━━ TRECHO PARA LEITURA ━━

Muito já foi dito e discutido sobre as manifestações ocorridas em várias cidades de todo Brasil no último dia 15 de março, mas eu gostaria de contribuir nesse debate incluindo a questão racial. Todavia, antes, vou evidenciar alguns pontos: sou a favor da democracia, das manifestações pacíficas de toda ordem de qualquer partido, grupo religioso ou movimento social, etc. A democracia nos beneficia com o direito de falar ou apoiamos a quem quisermos e quando quisermos, esse é um dos nossos direitos. Além disso, sou contra a corrupção, ao mal uso do dinheiro público, o caixa 2 nas eleições, à péssima administração que tem tanto tem prejudicado a Petrobrás, o descaso com as promessas de campanha que a presidente tem demonstrado no início de seu segundo governo. Assim, compreendo que há muito o que se protestar/criticar, muito o que se reivindicar ao governo recém eleito.

━━━
━━ DADOS FORNECIDOS ━━

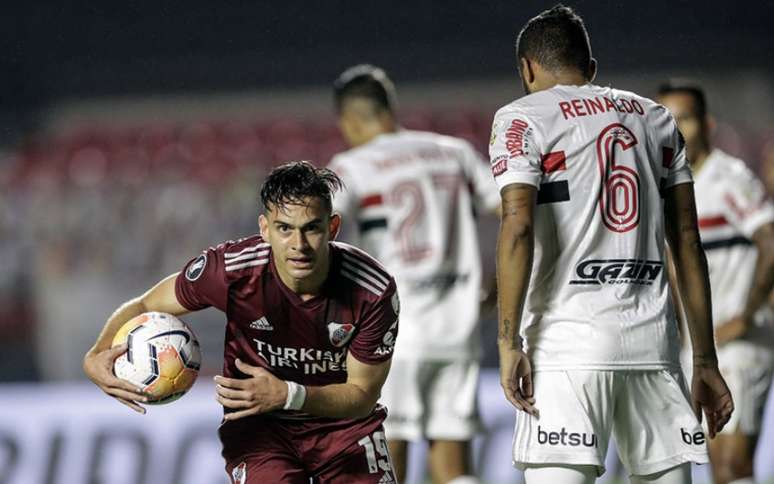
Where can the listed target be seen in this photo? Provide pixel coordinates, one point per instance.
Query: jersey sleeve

━━━

→ **O QUE SE PEDE**:
Responda às perguntas sobre o trecho das manifestações, marcando cada resposta com a mesma letra.
(a) Em que dia ocorreram as manifestações mencionadas no trecho?
(b) Que questão o trecho pretende incluir no debate?
(c) Qual empresa, segundo o trecho, tem sido prejudicada pela péssima administração?
Não é preciso consultar os dados para responder.

→ **ÁREA DE RESPOSTA**:
(a) No dia 15 de março.
(b) A questão racial.
(c) A Petrobrás.